(Saved entries)
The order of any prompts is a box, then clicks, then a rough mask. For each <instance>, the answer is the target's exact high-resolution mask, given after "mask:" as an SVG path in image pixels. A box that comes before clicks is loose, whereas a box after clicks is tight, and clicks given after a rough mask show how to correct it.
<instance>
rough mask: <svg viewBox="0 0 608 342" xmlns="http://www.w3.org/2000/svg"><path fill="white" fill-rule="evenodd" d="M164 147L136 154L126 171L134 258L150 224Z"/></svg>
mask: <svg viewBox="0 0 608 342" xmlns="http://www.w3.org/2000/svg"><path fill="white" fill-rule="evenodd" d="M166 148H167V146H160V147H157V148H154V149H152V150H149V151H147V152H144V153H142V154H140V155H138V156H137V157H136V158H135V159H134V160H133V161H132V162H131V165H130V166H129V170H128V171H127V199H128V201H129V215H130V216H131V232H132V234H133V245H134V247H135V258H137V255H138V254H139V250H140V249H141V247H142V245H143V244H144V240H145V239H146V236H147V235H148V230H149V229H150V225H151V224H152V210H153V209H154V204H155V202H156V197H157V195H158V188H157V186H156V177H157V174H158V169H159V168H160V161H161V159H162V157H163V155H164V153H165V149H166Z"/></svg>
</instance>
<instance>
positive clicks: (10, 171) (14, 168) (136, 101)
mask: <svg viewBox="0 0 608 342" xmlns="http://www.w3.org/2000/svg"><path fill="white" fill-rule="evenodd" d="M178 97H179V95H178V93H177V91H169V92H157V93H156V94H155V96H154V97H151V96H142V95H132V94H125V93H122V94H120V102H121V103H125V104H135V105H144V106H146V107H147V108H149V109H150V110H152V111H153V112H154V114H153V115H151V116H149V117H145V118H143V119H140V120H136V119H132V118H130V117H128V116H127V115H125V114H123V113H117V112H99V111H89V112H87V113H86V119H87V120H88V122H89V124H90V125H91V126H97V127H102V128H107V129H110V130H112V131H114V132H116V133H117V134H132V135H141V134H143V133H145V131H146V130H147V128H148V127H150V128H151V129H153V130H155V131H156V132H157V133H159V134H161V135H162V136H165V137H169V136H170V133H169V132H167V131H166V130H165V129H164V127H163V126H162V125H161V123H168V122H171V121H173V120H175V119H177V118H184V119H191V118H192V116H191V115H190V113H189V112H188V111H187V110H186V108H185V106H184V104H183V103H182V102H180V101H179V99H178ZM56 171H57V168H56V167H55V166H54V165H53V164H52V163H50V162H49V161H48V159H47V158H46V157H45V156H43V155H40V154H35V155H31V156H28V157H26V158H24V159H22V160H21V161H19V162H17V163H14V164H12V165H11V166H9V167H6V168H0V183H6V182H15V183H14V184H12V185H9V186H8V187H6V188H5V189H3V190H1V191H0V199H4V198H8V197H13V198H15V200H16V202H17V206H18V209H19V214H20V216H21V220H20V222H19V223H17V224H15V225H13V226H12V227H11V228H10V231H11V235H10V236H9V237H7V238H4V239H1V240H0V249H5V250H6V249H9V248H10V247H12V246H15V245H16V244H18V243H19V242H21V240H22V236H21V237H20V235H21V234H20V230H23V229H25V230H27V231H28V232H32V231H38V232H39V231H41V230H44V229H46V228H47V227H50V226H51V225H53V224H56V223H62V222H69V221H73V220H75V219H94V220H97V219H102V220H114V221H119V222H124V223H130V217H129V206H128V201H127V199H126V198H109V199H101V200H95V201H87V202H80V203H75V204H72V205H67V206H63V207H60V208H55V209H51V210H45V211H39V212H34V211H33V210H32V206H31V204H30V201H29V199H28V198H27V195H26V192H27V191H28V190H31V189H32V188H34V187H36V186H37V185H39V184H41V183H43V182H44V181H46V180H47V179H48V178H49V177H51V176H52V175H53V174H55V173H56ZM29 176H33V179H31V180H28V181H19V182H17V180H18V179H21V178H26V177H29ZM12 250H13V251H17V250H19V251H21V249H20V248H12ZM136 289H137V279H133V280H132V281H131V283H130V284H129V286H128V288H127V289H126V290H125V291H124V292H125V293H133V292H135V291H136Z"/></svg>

**Directions for this task:**
An identical copy of the preceding records should be returned.

**Answer box:**
The order of any prompts is a box, then clicks, then a rough mask. For each <instance>, the answer is the target's exact high-resolution mask, given after "mask:" as an SVG path in image pixels. A box that comes before clicks is loose, whereas a box after clicks is tight, and clicks given after a rough mask show how to correct it.
<instance>
rough mask: <svg viewBox="0 0 608 342" xmlns="http://www.w3.org/2000/svg"><path fill="white" fill-rule="evenodd" d="M164 147L136 154L126 171L134 258L150 224Z"/></svg>
mask: <svg viewBox="0 0 608 342" xmlns="http://www.w3.org/2000/svg"><path fill="white" fill-rule="evenodd" d="M166 148H167V146H160V147H157V148H154V149H152V150H149V151H147V152H144V153H142V154H140V155H138V156H137V157H136V158H135V159H134V160H133V161H132V162H131V165H130V166H129V170H128V171H127V199H128V201H129V215H130V216H131V232H132V234H133V245H134V247H135V258H137V255H138V254H139V250H140V249H141V247H142V245H143V244H144V240H145V239H146V236H147V235H148V230H149V229H150V225H151V224H152V210H153V209H154V204H155V202H156V197H157V195H158V188H157V186H156V177H157V174H158V169H159V168H160V161H161V159H162V157H163V155H164V153H165V149H166Z"/></svg>
</instance>
<instance>
positive clicks: (10, 171) (14, 168) (136, 101)
mask: <svg viewBox="0 0 608 342" xmlns="http://www.w3.org/2000/svg"><path fill="white" fill-rule="evenodd" d="M178 97H179V95H178V93H177V91H169V92H157V93H156V94H155V96H154V97H151V96H142V95H132V94H125V93H122V94H120V102H121V103H125V104H135V105H144V106H146V107H147V108H149V109H150V110H152V111H153V112H154V114H153V115H151V116H149V117H145V118H143V119H140V120H136V119H132V118H130V117H128V116H127V115H125V114H123V113H117V112H99V111H89V112H87V113H86V119H87V120H88V122H89V124H90V125H91V126H97V127H102V128H107V129H110V130H112V131H114V132H116V133H117V134H132V135H141V134H143V133H145V131H146V130H147V128H148V127H150V128H151V129H153V130H155V131H156V132H157V133H159V134H161V135H162V136H165V137H169V136H170V133H169V132H167V131H166V130H165V129H164V127H163V126H162V125H161V123H168V122H171V121H173V120H175V119H177V118H184V119H191V118H192V116H191V115H190V113H189V112H188V111H187V110H186V108H185V106H184V104H183V103H182V102H180V101H179V99H178ZM56 171H57V168H56V167H55V166H54V165H53V164H52V163H50V162H49V161H48V159H47V158H46V157H45V156H43V155H40V154H35V155H31V156H28V157H26V158H24V159H22V160H21V161H19V162H17V163H14V164H12V165H11V166H9V167H6V168H0V183H6V182H15V183H14V184H12V185H9V186H8V187H6V188H5V189H3V190H1V191H0V199H4V198H8V197H13V198H15V200H16V202H17V206H18V209H19V214H20V216H21V220H20V222H19V223H17V224H15V225H13V226H12V227H11V228H10V231H11V235H10V236H9V237H7V238H4V239H1V240H0V249H5V250H6V249H9V248H10V247H12V246H15V245H16V244H18V243H19V242H21V240H22V236H21V237H20V235H21V234H20V230H23V229H25V230H27V231H28V232H32V231H38V232H39V231H41V230H44V229H46V228H47V227H50V226H51V225H53V224H56V223H62V222H69V221H73V220H75V219H94V220H97V219H102V220H114V221H119V222H124V223H130V217H129V206H128V201H127V199H126V198H109V199H101V200H95V201H87V202H80V203H75V204H72V205H67V206H63V207H60V208H55V209H51V210H45V211H39V212H34V211H33V210H32V206H31V204H30V201H29V199H28V198H27V195H26V192H27V191H28V190H31V189H32V188H34V187H36V186H37V185H39V184H41V183H43V182H44V181H46V180H47V179H48V178H49V177H51V176H52V175H53V174H55V173H56ZM29 176H33V179H31V180H28V181H19V182H17V180H18V179H21V178H26V177H29ZM12 250H13V251H17V250H19V251H21V249H20V248H12ZM136 289H137V279H133V280H132V281H131V283H130V284H129V286H128V288H127V289H126V290H125V291H124V292H125V293H133V292H135V291H136Z"/></svg>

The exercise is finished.